> Tarea escrita 1
¿Puedes reproducir el fragmento sobre la competencia entre los modelos de bienestar del Este y de Occidente entre "A pesar de los" y "estaban muy extendidos.", ambos incluidos, cambiando el nombre "Europa del Este" por "Europa oriental"?
> Tarea escrita 2
¿Puedes resumir en dos oraciones el fragmento sobre la competencia entre los modelos de bienestar del Este y de Occidente?

> Fragmento de lectura
◆ ◆ ◆ ◆ ◆

Con la recuperación económica y el crecimiento de la posguerra, la competitividad política, ideológica y económica se intensificó: el bloque soviético introdujo reformas generalizadas, entre las que se encontraban el pleno empleo, la seguridad laboral, la atención sanitaria universal, la educación superior gratuita, el mes de vacaciones pagado, las pensiones equivalentes al salario íntegro, los campos de trabajo y complejos vacacionales gratuitos para familias trabajadoras y las bajas por maternidad prolongadas. Subrayaban la importancia del bienestar social sobre el consumo individual. El Occidente capitalista vivía bajo presión para aproximarse a las ofertas de bienestar del Este, al tiempo que expandía el consumo individual basado en las facilidades para el crédito y los pagos a plazo posibilitados por sus economías más avanzadas. Desde mediados de la década de 1940 hasta mediados de la de 1970, Occidente compitió con el bloque soviético sin quitarse de la cabeza dos objetivos: conservar la lealtad de los trabajadores de Occidente a la vez que aislaba a los sectores militantes de los sindicatos y atraer a los trabajadores del Este con promesas de programas de bienestar comparables y mayor consumo individual.
A pesar de los avances de los programas de bienestar social, tanto en el Este como en Occidente, había protestas obreras importantes en Europa del Este: se centraban en la independencia nacional, en la tutela paternalista y autoritaria de los sindicatos y en la insuficiencia del acceso a los bienes de consumo privado. En Occidente, hubo levantamientos obreros y estudiantiles significativos en Francia e Italia que reclamaban el fin del dominio capitalista en los centros de trabajo y la vida social. La oposición popular a las guerras imperialistas (Indochina, Argelia, etcétera), los rasgos autoritarios del Estado capitalista (racismo) y la concentración de la riqueza estaban muy extendidos.
Dicho de otro modo: las nuevas luchas del Este y de Occidente tenían como premisa la consolidación del Estado de bienestar y la expansión del poder político y social popular frente al del Estado y el proceso productivo.
La competencia sostenida entre los sistemas de bienestar colectivista y capitalista garantizó que no hubiera retroceso de las reformas conseguidas hasta la fecha. Sin embargo, la derrota de las rebeliones populares de las décadas de 1960 y 1970 garantizó que no se produjeran mayores avances en el bienestar social. Y lo que era más importante, se llegó a un «punto muerto» social entre las clases dominantes y los trabajadores en ambos bloques, que desembocó en el estancamiento de las economías, la burocratización de los sindicatos y las demandas de las clases capitalistas de un nuevo liderazgo más dinámico, capaz de desafiar al bloque colectivista y desmantelar sistemáticamente el Estado de bienestar.

◆ ◆ ◆ ◆ ◆

(Fragmentos del conjunto de datos de etiquetado de puntos)
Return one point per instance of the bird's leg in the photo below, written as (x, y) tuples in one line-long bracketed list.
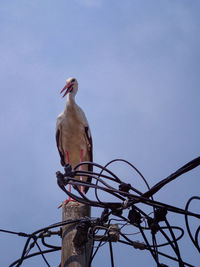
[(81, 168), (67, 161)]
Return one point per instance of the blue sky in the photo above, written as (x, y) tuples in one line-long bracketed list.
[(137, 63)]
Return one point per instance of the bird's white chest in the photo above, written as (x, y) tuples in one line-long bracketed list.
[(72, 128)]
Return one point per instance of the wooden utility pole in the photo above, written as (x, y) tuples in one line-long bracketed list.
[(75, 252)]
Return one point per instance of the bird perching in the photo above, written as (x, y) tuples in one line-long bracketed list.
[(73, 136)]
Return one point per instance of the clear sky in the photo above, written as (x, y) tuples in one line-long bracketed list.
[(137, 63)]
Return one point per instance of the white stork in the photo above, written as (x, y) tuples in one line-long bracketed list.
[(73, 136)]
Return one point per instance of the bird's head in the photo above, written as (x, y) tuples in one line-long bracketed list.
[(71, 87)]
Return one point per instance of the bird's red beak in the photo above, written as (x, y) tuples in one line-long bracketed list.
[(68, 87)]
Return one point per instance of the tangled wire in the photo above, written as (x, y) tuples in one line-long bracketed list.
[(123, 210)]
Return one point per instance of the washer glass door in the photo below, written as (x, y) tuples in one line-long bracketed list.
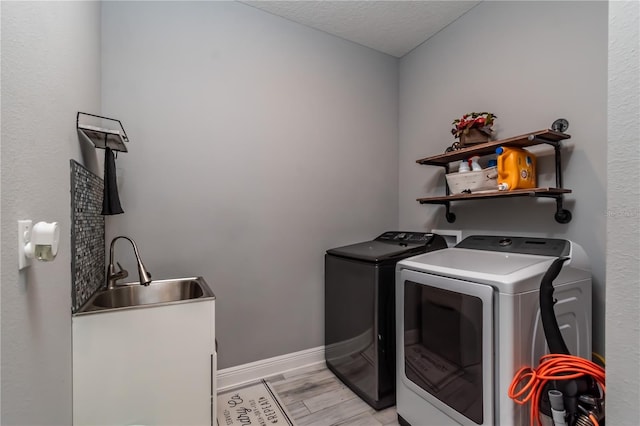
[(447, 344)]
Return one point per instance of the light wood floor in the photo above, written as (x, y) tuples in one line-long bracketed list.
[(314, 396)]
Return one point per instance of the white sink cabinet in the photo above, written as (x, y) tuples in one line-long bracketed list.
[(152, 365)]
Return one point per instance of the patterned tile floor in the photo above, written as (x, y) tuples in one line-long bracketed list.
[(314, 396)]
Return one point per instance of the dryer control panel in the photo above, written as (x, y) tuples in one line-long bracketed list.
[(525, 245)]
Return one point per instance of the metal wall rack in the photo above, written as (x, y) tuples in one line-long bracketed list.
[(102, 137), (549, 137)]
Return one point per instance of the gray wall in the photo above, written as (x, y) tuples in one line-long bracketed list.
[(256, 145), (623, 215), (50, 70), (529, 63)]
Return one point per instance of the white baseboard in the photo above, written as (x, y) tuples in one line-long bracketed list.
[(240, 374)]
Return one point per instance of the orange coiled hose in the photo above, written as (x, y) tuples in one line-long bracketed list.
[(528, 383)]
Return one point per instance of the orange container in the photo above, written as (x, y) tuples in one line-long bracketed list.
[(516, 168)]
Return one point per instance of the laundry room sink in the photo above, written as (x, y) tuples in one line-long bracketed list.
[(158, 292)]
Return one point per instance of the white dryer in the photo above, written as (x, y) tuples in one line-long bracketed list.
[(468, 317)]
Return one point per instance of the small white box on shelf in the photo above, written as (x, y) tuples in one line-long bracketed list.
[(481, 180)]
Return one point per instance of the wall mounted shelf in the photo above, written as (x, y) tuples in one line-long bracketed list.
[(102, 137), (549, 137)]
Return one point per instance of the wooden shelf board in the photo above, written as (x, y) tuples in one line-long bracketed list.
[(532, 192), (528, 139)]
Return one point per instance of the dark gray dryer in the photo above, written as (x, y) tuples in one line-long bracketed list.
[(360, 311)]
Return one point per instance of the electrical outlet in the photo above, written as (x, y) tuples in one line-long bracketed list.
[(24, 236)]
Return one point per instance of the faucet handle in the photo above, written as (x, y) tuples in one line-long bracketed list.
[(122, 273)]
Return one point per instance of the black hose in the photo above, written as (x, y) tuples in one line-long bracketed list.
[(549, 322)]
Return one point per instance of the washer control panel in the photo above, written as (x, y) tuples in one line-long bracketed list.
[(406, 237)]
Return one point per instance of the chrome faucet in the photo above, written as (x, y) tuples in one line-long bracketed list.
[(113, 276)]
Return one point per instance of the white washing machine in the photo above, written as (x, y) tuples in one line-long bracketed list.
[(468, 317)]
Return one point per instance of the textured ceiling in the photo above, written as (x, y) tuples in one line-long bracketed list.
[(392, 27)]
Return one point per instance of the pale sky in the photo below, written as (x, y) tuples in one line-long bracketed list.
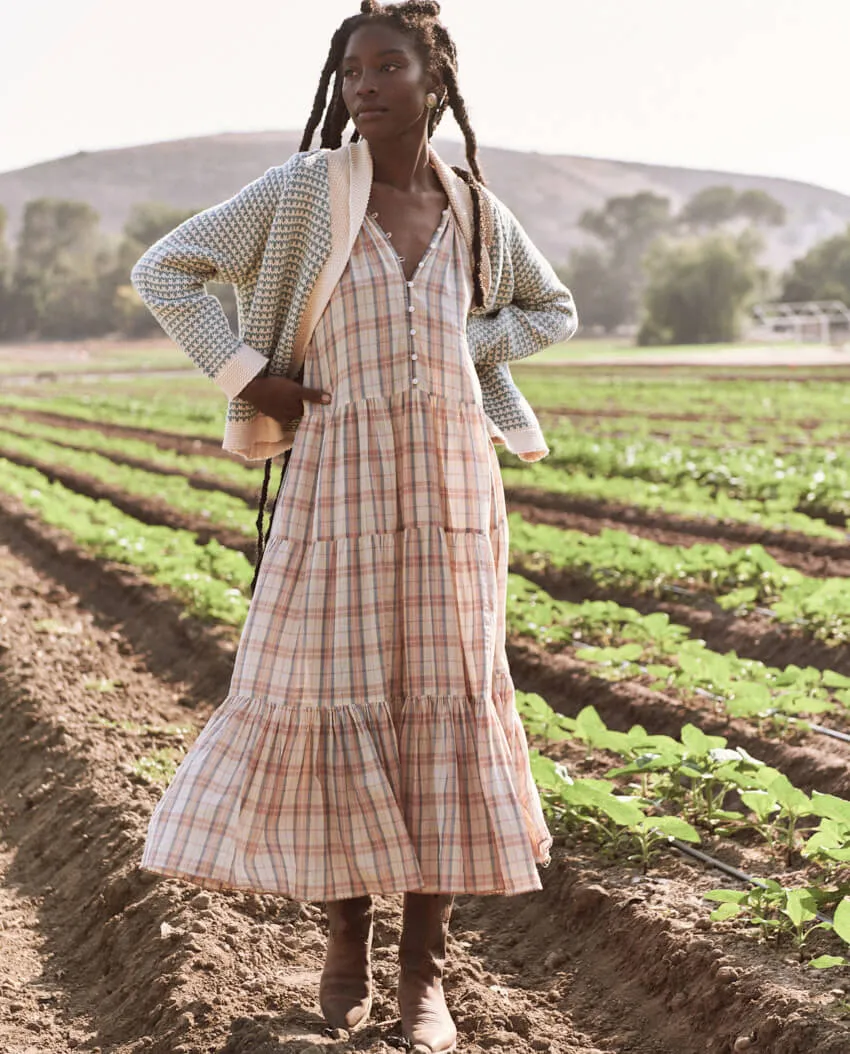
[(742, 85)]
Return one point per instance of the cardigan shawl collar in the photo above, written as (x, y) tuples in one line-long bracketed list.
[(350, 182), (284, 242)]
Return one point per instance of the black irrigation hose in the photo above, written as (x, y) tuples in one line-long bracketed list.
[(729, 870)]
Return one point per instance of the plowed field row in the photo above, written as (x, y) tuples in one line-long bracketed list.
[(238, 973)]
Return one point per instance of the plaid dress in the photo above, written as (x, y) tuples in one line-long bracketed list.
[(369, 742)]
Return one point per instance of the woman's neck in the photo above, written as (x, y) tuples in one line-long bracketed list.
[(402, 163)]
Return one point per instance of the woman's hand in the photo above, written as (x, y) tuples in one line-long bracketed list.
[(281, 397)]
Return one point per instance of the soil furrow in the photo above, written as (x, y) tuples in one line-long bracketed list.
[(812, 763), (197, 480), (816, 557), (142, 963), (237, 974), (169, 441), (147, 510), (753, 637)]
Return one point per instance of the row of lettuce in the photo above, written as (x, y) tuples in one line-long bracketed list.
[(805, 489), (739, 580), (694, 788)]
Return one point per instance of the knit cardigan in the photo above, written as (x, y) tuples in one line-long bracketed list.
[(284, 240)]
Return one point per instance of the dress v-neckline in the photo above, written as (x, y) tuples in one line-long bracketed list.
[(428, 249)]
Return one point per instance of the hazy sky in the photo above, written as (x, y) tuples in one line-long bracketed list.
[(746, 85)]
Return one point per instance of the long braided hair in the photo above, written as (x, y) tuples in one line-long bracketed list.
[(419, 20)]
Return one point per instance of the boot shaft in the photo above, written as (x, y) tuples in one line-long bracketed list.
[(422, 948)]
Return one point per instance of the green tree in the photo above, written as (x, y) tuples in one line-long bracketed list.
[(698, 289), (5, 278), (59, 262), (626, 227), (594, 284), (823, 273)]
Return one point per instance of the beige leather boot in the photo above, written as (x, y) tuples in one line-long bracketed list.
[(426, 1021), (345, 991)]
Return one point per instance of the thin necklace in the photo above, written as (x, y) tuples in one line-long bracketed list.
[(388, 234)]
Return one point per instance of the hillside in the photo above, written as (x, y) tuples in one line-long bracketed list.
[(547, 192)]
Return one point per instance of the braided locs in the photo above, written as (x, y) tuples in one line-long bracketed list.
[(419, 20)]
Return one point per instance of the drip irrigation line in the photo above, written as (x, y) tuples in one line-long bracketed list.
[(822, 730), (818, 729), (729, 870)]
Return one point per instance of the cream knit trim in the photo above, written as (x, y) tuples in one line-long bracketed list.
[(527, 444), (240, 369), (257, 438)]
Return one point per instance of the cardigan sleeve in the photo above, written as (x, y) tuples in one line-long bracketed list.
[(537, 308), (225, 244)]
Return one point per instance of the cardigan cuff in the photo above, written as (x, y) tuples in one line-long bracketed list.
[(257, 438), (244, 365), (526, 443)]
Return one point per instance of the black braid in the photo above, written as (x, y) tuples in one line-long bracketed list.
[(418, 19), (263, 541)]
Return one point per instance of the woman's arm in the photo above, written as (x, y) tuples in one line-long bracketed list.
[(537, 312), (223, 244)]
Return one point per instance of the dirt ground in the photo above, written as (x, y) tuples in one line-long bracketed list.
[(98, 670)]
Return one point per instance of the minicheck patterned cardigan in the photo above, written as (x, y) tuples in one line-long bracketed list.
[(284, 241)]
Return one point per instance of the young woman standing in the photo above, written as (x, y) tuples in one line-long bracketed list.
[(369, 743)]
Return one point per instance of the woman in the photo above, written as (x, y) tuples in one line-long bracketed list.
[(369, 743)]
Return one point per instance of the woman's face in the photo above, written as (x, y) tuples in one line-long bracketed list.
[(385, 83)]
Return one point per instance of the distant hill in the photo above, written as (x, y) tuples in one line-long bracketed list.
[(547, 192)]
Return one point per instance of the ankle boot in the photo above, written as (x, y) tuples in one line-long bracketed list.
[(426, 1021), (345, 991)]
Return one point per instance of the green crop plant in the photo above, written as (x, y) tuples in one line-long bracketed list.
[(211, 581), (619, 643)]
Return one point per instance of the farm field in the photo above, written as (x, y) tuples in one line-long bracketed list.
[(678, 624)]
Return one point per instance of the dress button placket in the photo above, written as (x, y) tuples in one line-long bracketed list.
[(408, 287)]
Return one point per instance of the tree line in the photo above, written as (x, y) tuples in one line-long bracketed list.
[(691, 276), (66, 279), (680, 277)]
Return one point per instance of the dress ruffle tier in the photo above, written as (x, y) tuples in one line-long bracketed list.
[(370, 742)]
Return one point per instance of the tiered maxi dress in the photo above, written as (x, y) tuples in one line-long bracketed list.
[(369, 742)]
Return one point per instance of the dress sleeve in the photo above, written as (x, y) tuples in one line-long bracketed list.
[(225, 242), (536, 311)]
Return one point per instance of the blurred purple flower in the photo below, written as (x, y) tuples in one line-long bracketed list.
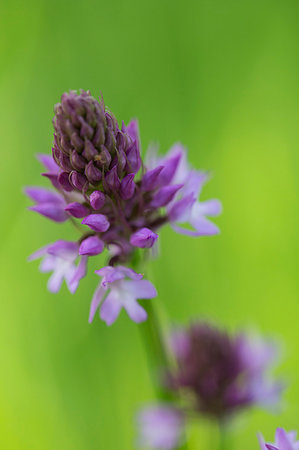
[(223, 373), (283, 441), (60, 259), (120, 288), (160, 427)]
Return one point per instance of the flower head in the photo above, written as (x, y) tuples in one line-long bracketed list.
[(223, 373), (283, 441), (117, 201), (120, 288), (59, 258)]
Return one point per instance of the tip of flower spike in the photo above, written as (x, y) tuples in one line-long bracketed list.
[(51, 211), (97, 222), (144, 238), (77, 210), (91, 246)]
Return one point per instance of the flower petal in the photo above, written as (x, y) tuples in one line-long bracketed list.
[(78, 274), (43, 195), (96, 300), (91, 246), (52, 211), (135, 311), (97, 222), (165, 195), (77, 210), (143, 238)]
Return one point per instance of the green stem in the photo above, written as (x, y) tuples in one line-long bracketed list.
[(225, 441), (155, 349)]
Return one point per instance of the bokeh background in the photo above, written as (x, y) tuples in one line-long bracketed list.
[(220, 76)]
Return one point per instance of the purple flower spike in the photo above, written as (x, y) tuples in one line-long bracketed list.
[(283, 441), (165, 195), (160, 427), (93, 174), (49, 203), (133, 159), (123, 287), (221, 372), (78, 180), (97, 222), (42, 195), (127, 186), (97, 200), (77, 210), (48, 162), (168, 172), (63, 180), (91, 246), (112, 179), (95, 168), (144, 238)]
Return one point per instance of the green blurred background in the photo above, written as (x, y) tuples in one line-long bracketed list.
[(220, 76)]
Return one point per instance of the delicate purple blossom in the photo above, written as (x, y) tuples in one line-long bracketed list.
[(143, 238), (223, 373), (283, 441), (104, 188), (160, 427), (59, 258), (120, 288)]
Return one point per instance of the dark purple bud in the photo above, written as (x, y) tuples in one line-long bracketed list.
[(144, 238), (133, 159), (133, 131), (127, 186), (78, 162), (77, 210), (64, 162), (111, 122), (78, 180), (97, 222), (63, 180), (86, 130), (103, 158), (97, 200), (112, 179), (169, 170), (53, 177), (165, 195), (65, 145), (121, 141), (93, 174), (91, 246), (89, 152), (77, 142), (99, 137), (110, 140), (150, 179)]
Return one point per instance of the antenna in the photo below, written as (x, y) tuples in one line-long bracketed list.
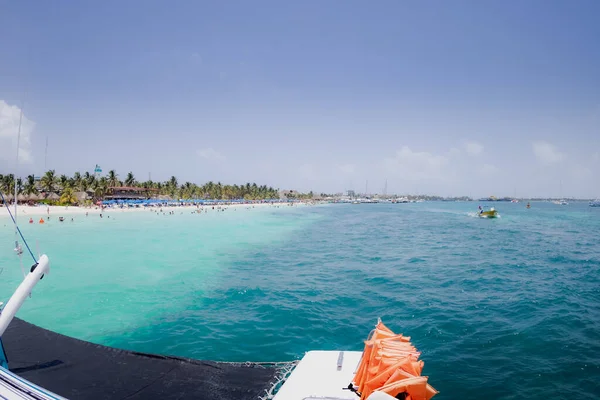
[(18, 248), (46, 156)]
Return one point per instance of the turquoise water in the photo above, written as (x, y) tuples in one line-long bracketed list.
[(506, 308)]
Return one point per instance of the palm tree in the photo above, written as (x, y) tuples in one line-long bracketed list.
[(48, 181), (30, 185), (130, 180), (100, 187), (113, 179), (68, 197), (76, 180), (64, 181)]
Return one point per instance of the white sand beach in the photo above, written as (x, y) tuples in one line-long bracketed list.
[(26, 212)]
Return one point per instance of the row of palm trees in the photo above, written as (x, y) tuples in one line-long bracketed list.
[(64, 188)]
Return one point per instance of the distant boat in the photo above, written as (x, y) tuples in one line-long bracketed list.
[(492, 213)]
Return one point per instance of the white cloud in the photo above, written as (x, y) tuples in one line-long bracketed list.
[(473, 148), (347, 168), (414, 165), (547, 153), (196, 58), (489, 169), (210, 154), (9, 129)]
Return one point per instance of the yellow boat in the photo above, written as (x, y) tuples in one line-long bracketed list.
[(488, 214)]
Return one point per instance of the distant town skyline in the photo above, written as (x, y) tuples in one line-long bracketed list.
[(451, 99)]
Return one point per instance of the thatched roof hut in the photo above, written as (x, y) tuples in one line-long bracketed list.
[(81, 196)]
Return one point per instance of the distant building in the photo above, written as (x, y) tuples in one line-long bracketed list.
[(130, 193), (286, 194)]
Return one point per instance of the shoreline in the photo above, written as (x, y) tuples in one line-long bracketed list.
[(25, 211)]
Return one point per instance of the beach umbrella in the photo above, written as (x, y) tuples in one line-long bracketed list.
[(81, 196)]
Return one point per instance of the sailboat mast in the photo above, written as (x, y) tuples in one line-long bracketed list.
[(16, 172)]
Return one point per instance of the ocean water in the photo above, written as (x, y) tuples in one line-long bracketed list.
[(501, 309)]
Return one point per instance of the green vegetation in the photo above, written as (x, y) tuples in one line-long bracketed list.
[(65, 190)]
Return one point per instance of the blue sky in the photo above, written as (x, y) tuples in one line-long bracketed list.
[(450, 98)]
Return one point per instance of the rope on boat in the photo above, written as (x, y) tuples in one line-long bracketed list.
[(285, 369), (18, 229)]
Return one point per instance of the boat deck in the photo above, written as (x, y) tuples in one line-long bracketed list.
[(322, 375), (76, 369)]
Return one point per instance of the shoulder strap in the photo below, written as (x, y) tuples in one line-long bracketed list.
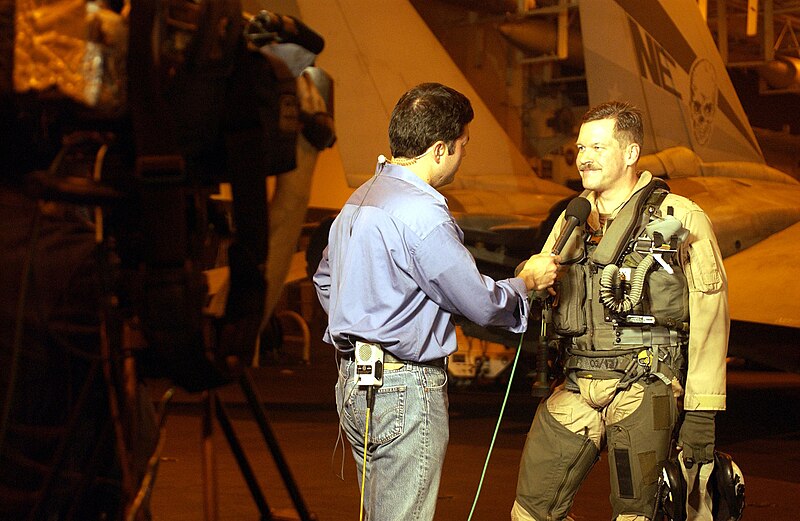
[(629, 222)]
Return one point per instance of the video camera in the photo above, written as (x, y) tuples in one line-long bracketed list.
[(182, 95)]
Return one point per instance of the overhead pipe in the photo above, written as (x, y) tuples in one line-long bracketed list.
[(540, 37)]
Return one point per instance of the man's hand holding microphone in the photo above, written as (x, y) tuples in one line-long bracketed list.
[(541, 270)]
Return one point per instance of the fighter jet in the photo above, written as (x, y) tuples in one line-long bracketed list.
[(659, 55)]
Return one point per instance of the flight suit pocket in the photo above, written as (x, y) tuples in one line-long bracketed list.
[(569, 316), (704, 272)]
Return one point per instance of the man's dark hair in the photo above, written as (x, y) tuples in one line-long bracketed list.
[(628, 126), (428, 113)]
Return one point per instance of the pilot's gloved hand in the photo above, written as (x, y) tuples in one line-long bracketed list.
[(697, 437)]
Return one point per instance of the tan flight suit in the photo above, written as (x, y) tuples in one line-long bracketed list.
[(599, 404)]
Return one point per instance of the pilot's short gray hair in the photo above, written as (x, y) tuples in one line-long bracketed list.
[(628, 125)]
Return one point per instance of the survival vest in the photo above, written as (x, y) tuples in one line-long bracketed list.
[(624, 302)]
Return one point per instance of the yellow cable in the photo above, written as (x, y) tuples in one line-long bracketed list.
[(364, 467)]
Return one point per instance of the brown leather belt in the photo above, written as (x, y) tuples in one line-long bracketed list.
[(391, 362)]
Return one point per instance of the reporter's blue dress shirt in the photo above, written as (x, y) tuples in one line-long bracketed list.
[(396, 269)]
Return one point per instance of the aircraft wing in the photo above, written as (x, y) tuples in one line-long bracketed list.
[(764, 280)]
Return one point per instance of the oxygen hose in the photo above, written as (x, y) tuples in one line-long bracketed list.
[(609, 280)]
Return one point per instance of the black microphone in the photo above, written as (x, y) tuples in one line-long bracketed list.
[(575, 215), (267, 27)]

◆ ◆ ◆ ◆ ◆

> Respuesta 1
A pesar de los avances de los programas de bienestar social, tanto en el Este como en Occidente, había protestas obreras importantes en Europa oriental: se centraban en la independencia nacional, en la tutela paternalista y autoritaria de los sindicatos y en la insuficiencia del acceso a los bienes de consumo privado. En Occidente, hubo levantamientos obreros y estudiantiles significativos en Francia e Italia que reclamaban el fin del dominio capitalista en los centros de trabajo y la vida social. La oposición popular a las guerras imperialistas (Indochina, Argelia, etcétera), los rasgos autoritarios del Estado capitalista (racismo) y la concentración de la riqueza estaban muy extendidos.

> Respuesta 2
En la posguerra, el bloque soviético introdujo amplias reformas sociales, y el Occidente capitalista, presionado para aproximarse a esas ofertas, amplió además el consumo individual basado en el crédito, mientras en ambos bloques había protestas obreras y estudiantiles importantes. La competencia entre ambos sistemas impidió retrocesos en las reformas conseguidas, pero la derrota de las rebeliones de los años sesenta y setenta frenó nuevos avances y llevó a un «punto muerto» social que desembocó en el estancamiento económico, la burocratización sindical y las demandas capitalistas de desmantelar el Estado de bienestar.